• [Your goal]
Find the word "fish" in the data below and copy each line that holds it.

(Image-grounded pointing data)
------------
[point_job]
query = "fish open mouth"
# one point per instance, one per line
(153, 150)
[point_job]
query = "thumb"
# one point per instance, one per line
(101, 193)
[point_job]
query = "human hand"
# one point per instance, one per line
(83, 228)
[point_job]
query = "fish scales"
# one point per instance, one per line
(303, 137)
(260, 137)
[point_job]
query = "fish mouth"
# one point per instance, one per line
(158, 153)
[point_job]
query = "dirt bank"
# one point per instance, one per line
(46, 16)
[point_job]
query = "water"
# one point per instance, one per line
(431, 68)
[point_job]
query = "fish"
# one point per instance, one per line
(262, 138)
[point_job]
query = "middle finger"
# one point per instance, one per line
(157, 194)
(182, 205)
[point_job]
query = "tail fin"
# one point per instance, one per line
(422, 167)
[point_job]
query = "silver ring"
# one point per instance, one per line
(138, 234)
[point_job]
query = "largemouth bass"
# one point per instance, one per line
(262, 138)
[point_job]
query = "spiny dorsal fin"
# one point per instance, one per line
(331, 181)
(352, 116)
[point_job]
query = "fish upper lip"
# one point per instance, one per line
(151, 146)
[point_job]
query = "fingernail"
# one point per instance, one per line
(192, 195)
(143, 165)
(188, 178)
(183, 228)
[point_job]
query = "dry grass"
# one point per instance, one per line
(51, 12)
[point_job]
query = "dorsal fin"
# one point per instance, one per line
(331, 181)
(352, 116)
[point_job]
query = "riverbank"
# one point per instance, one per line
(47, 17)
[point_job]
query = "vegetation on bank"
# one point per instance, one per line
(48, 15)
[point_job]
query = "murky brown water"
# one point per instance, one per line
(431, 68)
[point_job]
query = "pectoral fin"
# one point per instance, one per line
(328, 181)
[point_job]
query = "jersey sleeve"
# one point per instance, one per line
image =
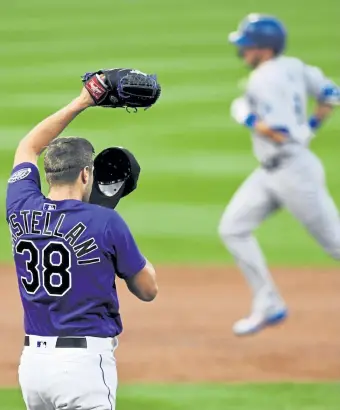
------------
• [The completed task]
query = "fish open mouth"
query = "fish scales"
query = "fish mouth"
query = "fish"
query = "fish upper lip"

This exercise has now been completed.